Your objective: Begin at the top of the listing below. Write each line out exactly, ending with the line that holds "Target: woman in green outfit".

Dataset extract:

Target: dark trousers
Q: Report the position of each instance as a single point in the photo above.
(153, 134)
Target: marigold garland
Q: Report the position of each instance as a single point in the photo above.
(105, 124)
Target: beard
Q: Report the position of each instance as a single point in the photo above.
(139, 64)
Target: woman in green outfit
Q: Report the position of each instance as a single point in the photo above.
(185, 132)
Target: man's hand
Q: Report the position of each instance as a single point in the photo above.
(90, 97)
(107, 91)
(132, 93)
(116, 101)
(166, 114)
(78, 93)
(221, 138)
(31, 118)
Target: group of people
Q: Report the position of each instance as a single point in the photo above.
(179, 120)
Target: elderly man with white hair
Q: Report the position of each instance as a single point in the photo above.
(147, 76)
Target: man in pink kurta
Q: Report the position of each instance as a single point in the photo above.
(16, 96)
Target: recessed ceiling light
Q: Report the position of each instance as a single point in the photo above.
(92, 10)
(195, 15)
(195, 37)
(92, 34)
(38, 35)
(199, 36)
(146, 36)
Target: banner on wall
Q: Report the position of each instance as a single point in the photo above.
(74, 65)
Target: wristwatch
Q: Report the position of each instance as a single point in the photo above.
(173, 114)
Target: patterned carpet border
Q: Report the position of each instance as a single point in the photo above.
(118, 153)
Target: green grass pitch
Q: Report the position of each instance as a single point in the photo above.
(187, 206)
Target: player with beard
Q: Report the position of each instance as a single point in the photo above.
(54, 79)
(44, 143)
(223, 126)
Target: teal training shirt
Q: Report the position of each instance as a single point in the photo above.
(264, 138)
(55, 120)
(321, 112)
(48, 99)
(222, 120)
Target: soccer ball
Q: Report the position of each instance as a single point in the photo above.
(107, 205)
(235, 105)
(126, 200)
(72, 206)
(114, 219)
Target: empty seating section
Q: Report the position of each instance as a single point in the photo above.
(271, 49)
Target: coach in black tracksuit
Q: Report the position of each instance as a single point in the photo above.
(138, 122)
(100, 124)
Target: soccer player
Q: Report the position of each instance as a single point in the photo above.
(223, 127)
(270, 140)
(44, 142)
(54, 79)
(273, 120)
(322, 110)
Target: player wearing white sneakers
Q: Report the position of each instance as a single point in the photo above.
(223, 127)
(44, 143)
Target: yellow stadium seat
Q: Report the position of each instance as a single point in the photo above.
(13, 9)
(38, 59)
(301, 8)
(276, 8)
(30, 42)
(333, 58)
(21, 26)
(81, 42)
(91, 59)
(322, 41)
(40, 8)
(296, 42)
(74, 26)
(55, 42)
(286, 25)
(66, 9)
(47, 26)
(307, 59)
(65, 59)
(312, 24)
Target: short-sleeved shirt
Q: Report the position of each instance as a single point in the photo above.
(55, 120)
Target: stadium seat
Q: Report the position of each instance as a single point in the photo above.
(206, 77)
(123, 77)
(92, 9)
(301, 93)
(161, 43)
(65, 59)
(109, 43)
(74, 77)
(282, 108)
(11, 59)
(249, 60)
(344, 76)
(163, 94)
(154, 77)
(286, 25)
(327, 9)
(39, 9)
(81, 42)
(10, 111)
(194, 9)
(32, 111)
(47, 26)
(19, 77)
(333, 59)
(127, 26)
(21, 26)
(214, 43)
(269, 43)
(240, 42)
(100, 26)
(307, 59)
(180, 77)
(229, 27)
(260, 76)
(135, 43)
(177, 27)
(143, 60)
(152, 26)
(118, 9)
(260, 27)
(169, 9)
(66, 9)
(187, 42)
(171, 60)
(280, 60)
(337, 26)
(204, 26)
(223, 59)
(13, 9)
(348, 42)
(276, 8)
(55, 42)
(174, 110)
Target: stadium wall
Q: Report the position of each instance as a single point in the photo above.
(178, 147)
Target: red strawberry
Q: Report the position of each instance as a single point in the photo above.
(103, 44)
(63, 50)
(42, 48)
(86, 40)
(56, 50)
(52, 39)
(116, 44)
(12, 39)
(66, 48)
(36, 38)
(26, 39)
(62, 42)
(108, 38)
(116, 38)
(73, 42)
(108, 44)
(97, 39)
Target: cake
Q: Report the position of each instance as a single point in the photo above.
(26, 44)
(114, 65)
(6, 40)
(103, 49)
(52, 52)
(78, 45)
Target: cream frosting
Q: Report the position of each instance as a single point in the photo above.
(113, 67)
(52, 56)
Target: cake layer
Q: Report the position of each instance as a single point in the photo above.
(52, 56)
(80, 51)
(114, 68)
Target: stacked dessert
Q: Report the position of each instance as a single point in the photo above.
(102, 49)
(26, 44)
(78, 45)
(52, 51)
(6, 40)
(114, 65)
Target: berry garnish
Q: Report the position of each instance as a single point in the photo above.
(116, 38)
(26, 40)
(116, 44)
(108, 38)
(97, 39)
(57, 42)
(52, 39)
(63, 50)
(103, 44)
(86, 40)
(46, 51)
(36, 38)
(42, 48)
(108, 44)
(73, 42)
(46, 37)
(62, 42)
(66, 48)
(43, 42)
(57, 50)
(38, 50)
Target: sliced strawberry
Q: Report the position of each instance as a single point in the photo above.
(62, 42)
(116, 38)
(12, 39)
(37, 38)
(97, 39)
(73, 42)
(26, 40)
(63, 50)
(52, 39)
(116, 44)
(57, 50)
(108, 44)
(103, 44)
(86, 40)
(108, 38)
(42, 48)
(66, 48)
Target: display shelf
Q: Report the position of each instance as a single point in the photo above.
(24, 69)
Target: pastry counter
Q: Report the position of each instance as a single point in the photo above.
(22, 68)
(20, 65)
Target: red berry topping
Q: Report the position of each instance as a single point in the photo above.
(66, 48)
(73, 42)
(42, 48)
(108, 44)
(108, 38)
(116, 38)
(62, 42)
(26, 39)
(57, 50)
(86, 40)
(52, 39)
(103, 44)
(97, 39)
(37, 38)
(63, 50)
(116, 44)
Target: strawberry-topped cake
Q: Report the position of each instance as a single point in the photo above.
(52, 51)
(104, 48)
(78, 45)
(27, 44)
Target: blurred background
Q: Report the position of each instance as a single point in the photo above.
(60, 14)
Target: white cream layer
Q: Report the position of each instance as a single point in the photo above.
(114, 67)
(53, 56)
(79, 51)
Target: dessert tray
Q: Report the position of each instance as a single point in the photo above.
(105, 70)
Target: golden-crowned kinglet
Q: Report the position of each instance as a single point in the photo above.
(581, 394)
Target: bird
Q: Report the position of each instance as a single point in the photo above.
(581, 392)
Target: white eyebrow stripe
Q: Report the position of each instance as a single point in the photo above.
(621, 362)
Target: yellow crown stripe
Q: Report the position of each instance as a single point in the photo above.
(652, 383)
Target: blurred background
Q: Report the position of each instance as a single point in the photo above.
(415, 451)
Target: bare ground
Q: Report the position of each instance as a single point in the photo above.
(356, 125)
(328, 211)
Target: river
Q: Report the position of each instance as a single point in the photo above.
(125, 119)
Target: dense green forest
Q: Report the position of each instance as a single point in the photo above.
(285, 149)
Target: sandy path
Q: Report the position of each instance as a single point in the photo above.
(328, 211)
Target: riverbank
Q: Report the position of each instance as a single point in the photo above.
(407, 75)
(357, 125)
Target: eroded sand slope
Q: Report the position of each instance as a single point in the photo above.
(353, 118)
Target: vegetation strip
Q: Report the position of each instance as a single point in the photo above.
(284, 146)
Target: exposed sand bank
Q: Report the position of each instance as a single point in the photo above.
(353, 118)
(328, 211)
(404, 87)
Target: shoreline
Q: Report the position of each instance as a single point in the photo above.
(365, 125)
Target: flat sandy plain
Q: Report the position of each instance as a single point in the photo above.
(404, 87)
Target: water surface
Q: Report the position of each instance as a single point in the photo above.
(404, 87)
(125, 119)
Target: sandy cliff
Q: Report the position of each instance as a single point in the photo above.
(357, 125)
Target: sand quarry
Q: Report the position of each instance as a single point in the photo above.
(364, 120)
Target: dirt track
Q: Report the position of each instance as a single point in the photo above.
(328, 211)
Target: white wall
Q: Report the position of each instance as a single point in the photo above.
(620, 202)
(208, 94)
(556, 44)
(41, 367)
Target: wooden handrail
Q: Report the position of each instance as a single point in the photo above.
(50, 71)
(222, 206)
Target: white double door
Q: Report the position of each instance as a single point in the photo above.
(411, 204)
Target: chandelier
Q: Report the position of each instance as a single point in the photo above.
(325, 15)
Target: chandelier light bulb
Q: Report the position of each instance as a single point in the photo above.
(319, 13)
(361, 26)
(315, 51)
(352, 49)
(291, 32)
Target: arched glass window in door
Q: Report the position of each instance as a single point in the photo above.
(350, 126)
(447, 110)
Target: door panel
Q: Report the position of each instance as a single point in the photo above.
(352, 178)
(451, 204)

Response:
Target: dark trousers
Q: Report the position of each instance as a single point in the photo above.
(153, 134)
Target: marigold garland
Q: Report the position of each instance as a single point in the photo above.
(105, 124)
Target: beard
Q: Report the position of each instance as a single point in the photo above.
(139, 64)
Target: woman in green outfit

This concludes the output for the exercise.